## WHAT YOU WILL DO:
Pick out and copy every line in the saved entries that contains the word "lamp".

[Saved entries]

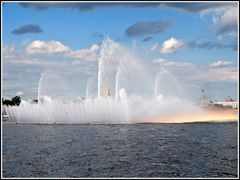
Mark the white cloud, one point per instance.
(171, 45)
(218, 71)
(224, 18)
(89, 54)
(164, 62)
(220, 64)
(228, 21)
(46, 47)
(154, 47)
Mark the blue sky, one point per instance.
(203, 35)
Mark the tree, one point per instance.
(16, 100)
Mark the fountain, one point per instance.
(134, 95)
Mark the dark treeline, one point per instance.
(15, 101)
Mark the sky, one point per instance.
(197, 41)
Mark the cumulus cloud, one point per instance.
(220, 64)
(83, 7)
(154, 47)
(228, 21)
(19, 93)
(171, 45)
(147, 39)
(97, 35)
(29, 28)
(210, 45)
(90, 54)
(192, 72)
(167, 63)
(147, 27)
(196, 6)
(46, 47)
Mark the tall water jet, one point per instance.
(156, 85)
(87, 95)
(39, 87)
(117, 83)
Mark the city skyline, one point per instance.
(197, 42)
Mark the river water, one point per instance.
(140, 150)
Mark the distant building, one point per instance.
(229, 102)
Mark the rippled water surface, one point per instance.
(141, 150)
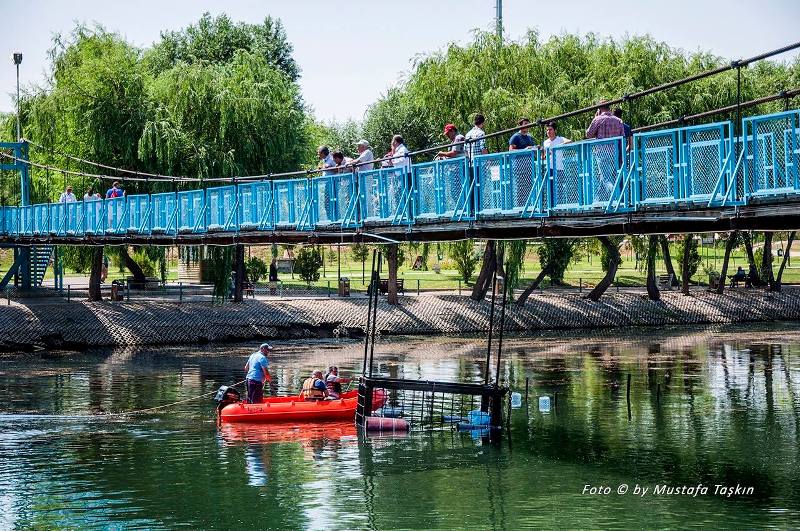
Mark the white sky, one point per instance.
(350, 52)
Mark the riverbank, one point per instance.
(81, 325)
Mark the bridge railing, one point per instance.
(512, 183)
(442, 189)
(256, 206)
(771, 154)
(702, 164)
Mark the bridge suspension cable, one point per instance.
(141, 176)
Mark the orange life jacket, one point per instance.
(309, 391)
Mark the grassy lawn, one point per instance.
(586, 271)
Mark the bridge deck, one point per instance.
(691, 179)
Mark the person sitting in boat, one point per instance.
(314, 388)
(334, 382)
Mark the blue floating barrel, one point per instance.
(478, 418)
(391, 412)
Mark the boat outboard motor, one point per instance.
(226, 395)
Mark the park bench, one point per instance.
(384, 287)
(665, 281)
(734, 281)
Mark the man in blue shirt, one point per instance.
(115, 191)
(257, 368)
(521, 139)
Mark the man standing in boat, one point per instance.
(257, 368)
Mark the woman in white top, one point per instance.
(552, 141)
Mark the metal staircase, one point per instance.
(41, 256)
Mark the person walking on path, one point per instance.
(257, 368)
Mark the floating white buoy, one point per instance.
(544, 404)
(516, 400)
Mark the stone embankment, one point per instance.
(80, 325)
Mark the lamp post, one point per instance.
(17, 57)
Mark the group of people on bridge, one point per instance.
(607, 123)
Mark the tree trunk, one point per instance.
(766, 262)
(484, 281)
(723, 276)
(391, 257)
(238, 288)
(532, 287)
(94, 275)
(777, 284)
(751, 260)
(687, 239)
(603, 285)
(652, 285)
(668, 259)
(132, 266)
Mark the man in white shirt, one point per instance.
(399, 154)
(476, 141)
(326, 161)
(364, 155)
(552, 141)
(343, 164)
(67, 196)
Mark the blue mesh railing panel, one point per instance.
(453, 187)
(489, 172)
(11, 221)
(190, 210)
(137, 215)
(370, 196)
(75, 218)
(568, 184)
(426, 190)
(114, 215)
(93, 213)
(220, 205)
(284, 203)
(705, 150)
(347, 199)
(394, 187)
(41, 219)
(164, 207)
(304, 200)
(326, 199)
(255, 206)
(523, 171)
(657, 175)
(603, 162)
(58, 212)
(772, 153)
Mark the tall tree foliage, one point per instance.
(537, 78)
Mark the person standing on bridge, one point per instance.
(606, 158)
(456, 148)
(521, 139)
(67, 196)
(476, 138)
(364, 156)
(326, 162)
(257, 368)
(115, 191)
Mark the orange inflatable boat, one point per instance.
(296, 409)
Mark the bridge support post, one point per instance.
(94, 277)
(238, 291)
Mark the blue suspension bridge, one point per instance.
(718, 176)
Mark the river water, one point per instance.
(708, 406)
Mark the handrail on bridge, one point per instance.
(687, 167)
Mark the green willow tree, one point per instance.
(217, 99)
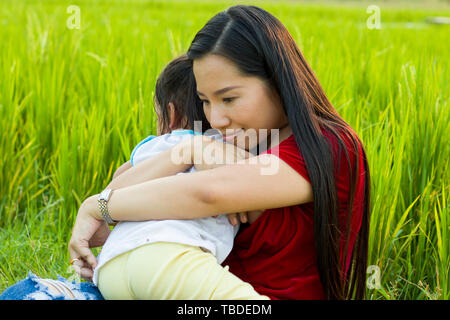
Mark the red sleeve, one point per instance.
(288, 151)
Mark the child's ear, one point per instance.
(173, 120)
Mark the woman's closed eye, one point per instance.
(229, 100)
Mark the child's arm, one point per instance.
(122, 169)
(156, 167)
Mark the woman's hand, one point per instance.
(88, 231)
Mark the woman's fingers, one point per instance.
(234, 218)
(243, 217)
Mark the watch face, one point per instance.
(105, 194)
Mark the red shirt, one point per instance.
(276, 252)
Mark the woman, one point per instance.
(251, 76)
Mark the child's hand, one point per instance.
(244, 217)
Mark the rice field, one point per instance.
(74, 102)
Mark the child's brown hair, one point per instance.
(176, 84)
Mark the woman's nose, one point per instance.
(218, 118)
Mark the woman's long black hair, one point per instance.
(261, 46)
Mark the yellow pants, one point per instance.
(171, 271)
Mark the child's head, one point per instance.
(176, 102)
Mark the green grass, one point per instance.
(73, 104)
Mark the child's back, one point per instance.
(211, 234)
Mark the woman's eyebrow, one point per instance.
(220, 91)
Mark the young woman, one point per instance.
(251, 76)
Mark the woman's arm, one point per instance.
(209, 192)
(158, 166)
(167, 162)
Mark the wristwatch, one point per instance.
(103, 205)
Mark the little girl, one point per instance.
(170, 259)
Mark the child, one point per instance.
(170, 259)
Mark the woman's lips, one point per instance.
(230, 137)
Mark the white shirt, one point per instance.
(215, 235)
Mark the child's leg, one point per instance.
(112, 281)
(166, 270)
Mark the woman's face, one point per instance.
(234, 103)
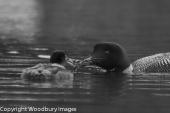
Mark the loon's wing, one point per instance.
(153, 64)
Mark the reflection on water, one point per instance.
(88, 92)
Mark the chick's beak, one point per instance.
(87, 61)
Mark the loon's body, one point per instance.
(113, 57)
(158, 63)
(55, 70)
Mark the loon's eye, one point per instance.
(107, 52)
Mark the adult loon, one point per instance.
(55, 70)
(113, 57)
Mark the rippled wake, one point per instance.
(110, 91)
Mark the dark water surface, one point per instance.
(88, 93)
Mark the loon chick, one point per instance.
(113, 57)
(55, 70)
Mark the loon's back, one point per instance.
(153, 64)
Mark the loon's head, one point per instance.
(109, 56)
(58, 57)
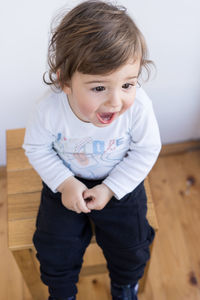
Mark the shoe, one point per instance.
(124, 292)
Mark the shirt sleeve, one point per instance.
(38, 146)
(144, 150)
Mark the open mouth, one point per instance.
(105, 118)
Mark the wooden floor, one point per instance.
(175, 263)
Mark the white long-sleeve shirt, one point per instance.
(59, 145)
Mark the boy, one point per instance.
(93, 141)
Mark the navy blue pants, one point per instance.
(62, 236)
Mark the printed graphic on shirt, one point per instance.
(88, 154)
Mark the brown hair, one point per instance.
(95, 37)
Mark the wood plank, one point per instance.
(23, 206)
(15, 138)
(176, 148)
(26, 262)
(17, 160)
(23, 181)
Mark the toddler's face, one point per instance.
(100, 99)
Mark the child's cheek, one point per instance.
(87, 108)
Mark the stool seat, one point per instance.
(23, 191)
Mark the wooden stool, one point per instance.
(23, 189)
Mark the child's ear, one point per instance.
(67, 89)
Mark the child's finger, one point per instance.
(84, 207)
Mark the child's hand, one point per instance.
(72, 195)
(98, 196)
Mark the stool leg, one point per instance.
(27, 264)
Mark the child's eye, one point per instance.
(98, 89)
(127, 85)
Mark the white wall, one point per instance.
(172, 31)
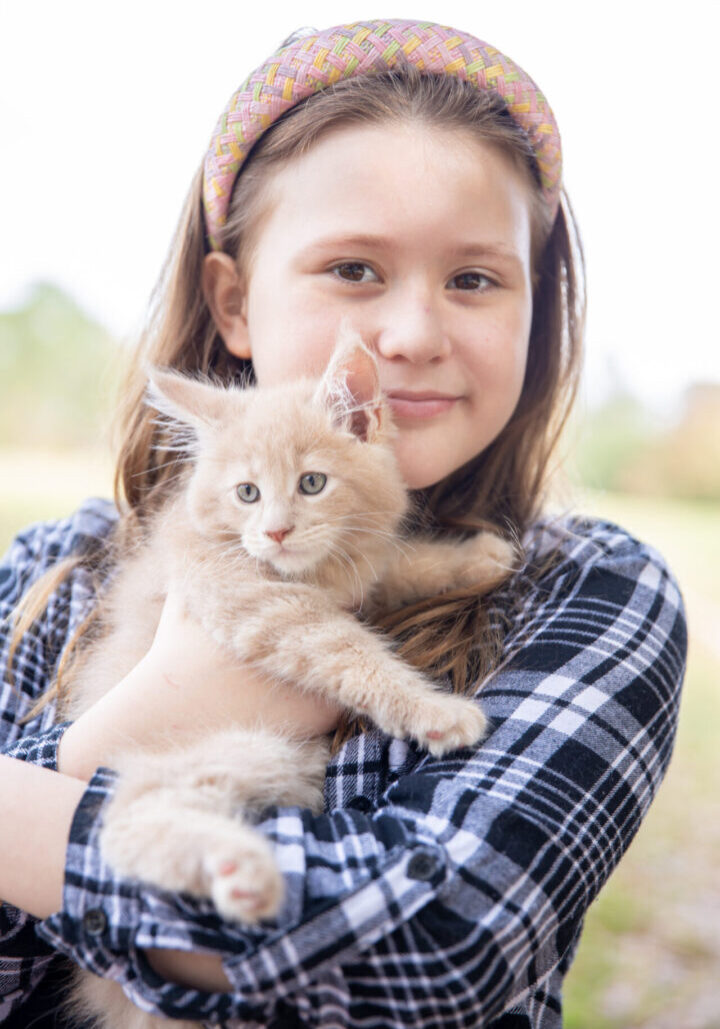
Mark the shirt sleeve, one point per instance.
(466, 885)
(25, 958)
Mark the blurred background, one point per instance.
(105, 111)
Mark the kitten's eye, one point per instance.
(248, 493)
(312, 482)
(355, 271)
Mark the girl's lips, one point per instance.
(406, 404)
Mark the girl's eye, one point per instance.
(248, 493)
(470, 281)
(312, 482)
(355, 271)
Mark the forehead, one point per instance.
(415, 180)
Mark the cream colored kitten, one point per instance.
(284, 530)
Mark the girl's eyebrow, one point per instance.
(364, 240)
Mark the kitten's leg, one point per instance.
(294, 636)
(101, 1003)
(176, 818)
(430, 567)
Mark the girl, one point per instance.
(406, 176)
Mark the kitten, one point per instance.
(284, 528)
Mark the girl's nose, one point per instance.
(412, 329)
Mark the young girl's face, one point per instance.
(420, 237)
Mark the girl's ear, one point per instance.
(351, 387)
(224, 294)
(187, 400)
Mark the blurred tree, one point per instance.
(57, 368)
(620, 448)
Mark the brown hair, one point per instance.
(504, 485)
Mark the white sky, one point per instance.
(106, 110)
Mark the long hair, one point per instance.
(503, 486)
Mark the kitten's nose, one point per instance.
(278, 534)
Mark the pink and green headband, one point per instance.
(315, 62)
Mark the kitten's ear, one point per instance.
(351, 387)
(187, 400)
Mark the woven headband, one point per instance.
(312, 63)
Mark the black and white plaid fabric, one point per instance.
(431, 892)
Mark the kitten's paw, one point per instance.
(245, 883)
(444, 722)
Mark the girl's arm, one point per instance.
(25, 959)
(433, 888)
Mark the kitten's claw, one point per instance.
(245, 883)
(442, 723)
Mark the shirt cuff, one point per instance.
(40, 748)
(106, 922)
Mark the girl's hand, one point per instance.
(185, 686)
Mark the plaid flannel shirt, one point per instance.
(431, 891)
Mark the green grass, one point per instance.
(650, 953)
(43, 485)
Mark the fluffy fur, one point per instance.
(278, 578)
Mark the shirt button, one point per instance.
(423, 865)
(361, 803)
(95, 922)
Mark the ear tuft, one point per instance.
(183, 399)
(350, 387)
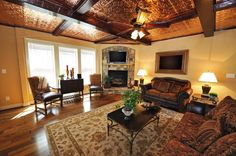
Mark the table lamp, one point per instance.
(142, 73)
(207, 77)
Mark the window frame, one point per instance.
(56, 54)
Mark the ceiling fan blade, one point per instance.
(120, 24)
(154, 25)
(125, 31)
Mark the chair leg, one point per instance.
(35, 105)
(61, 99)
(45, 108)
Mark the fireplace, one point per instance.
(119, 78)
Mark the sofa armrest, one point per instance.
(145, 87)
(184, 96)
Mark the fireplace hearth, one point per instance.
(119, 78)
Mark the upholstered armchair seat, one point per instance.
(42, 93)
(168, 92)
(211, 135)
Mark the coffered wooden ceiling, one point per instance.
(108, 21)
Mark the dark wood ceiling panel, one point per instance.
(83, 32)
(124, 10)
(226, 19)
(114, 10)
(70, 3)
(16, 15)
(185, 28)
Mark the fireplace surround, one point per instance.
(125, 70)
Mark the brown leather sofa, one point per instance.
(168, 92)
(210, 135)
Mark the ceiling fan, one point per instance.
(138, 26)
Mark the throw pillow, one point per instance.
(175, 89)
(226, 145)
(230, 121)
(155, 84)
(208, 133)
(222, 108)
(164, 87)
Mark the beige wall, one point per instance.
(220, 58)
(216, 54)
(10, 82)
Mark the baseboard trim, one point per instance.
(10, 106)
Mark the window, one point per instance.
(41, 61)
(88, 64)
(68, 56)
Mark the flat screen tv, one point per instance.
(174, 62)
(117, 57)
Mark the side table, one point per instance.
(201, 105)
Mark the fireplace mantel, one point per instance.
(128, 66)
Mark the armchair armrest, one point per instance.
(184, 96)
(145, 87)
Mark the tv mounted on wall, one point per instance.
(117, 57)
(173, 62)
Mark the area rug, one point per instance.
(85, 134)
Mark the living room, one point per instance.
(20, 31)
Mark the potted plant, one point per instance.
(130, 98)
(107, 82)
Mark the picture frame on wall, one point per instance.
(172, 62)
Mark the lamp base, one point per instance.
(141, 81)
(206, 89)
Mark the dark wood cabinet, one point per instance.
(201, 105)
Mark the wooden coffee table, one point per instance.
(137, 121)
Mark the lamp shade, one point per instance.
(208, 77)
(142, 72)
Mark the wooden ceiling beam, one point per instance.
(225, 5)
(106, 38)
(83, 6)
(62, 27)
(99, 24)
(206, 13)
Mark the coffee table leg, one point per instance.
(131, 142)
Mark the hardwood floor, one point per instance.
(22, 132)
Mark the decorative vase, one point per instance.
(127, 113)
(67, 72)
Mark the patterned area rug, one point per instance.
(86, 134)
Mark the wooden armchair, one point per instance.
(95, 84)
(42, 93)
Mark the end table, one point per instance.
(201, 105)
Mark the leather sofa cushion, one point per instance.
(175, 88)
(153, 92)
(155, 84)
(164, 86)
(174, 147)
(222, 108)
(168, 96)
(225, 145)
(208, 133)
(229, 121)
(187, 128)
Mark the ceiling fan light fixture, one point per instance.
(142, 16)
(134, 34)
(141, 34)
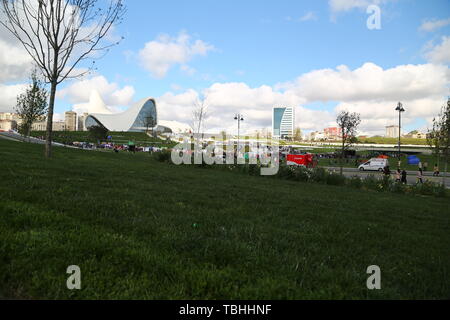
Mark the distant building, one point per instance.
(70, 121)
(11, 116)
(333, 133)
(316, 136)
(416, 135)
(42, 126)
(283, 120)
(81, 121)
(7, 125)
(392, 131)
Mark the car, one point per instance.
(375, 164)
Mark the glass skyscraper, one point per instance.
(283, 122)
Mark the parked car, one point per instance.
(374, 164)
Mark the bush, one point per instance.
(371, 182)
(429, 188)
(399, 188)
(319, 175)
(355, 182)
(335, 179)
(302, 174)
(163, 156)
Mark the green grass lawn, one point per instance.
(117, 137)
(141, 229)
(431, 160)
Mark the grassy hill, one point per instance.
(117, 137)
(143, 229)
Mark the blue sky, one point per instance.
(257, 38)
(260, 44)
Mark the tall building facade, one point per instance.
(392, 131)
(81, 121)
(71, 121)
(333, 133)
(283, 122)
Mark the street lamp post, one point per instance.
(400, 109)
(239, 118)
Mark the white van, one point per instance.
(375, 164)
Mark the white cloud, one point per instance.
(439, 53)
(337, 6)
(8, 94)
(369, 90)
(434, 24)
(159, 55)
(370, 82)
(80, 92)
(310, 16)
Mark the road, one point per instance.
(411, 178)
(17, 137)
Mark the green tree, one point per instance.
(32, 104)
(59, 35)
(298, 134)
(439, 136)
(98, 133)
(348, 123)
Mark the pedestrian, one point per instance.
(404, 177)
(398, 175)
(436, 170)
(419, 176)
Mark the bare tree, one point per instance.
(199, 114)
(439, 137)
(32, 104)
(348, 123)
(59, 34)
(298, 134)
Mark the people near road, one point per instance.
(387, 171)
(131, 146)
(398, 175)
(420, 176)
(404, 177)
(436, 170)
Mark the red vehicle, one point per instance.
(305, 160)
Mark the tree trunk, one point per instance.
(445, 170)
(342, 154)
(48, 138)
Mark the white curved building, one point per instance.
(141, 117)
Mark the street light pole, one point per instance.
(400, 109)
(239, 118)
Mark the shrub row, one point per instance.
(324, 176)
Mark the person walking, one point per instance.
(420, 176)
(436, 170)
(404, 177)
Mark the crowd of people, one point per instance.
(401, 175)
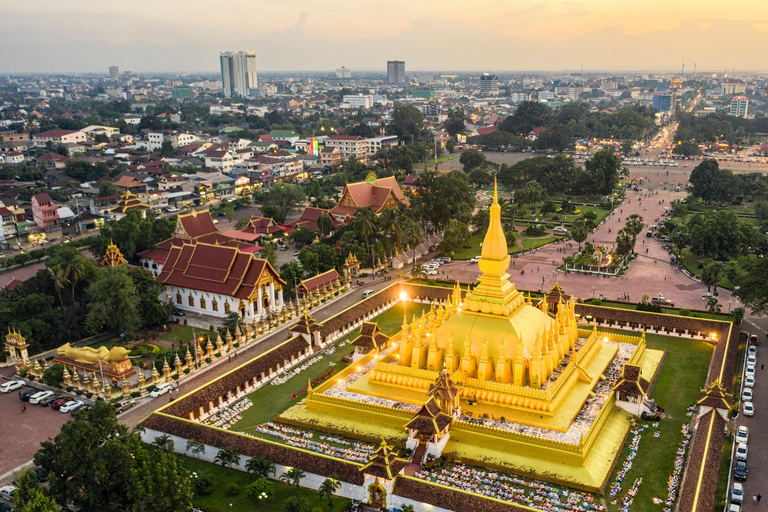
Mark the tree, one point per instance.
(196, 447)
(95, 463)
(407, 123)
(710, 275)
(114, 302)
(259, 490)
(329, 487)
(284, 198)
(302, 236)
(227, 457)
(579, 231)
(293, 476)
(471, 159)
(260, 467)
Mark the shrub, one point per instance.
(204, 486)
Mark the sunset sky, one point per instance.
(321, 35)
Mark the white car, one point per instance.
(12, 385)
(742, 435)
(35, 399)
(7, 492)
(741, 451)
(160, 390)
(70, 406)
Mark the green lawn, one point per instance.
(220, 501)
(269, 401)
(677, 387)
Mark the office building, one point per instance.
(489, 84)
(343, 72)
(238, 74)
(739, 106)
(395, 71)
(663, 102)
(358, 100)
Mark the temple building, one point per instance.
(213, 280)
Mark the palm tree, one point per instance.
(329, 487)
(260, 467)
(196, 447)
(164, 442)
(227, 457)
(293, 476)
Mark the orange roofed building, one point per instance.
(214, 280)
(377, 194)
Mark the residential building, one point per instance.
(739, 106)
(58, 137)
(238, 74)
(489, 85)
(349, 145)
(358, 101)
(45, 211)
(395, 71)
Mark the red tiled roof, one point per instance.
(215, 269)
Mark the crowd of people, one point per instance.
(629, 498)
(676, 478)
(511, 488)
(227, 416)
(354, 451)
(626, 465)
(285, 377)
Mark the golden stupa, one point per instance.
(494, 334)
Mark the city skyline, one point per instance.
(296, 36)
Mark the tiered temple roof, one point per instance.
(384, 463)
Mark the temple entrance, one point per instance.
(377, 495)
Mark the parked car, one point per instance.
(45, 402)
(160, 390)
(7, 492)
(740, 470)
(71, 406)
(12, 385)
(57, 404)
(24, 396)
(35, 399)
(741, 451)
(737, 493)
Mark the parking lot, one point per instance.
(757, 457)
(23, 432)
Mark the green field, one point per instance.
(220, 501)
(269, 401)
(678, 385)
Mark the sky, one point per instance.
(430, 35)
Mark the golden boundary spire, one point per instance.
(494, 289)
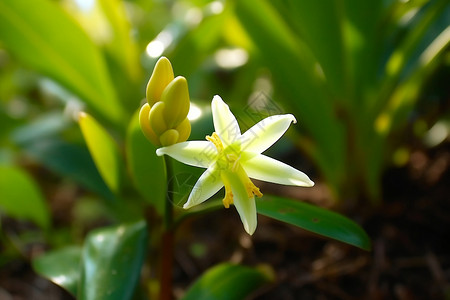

## SOLUTION BELOW:
Mark the lamp post, one point per instance.
Mark the table lamp, one point per instance.
Mark the lamp base, one point per instance.
Mark the lamp shade, one point per instance.
Mark the street lamp post, one point per instance.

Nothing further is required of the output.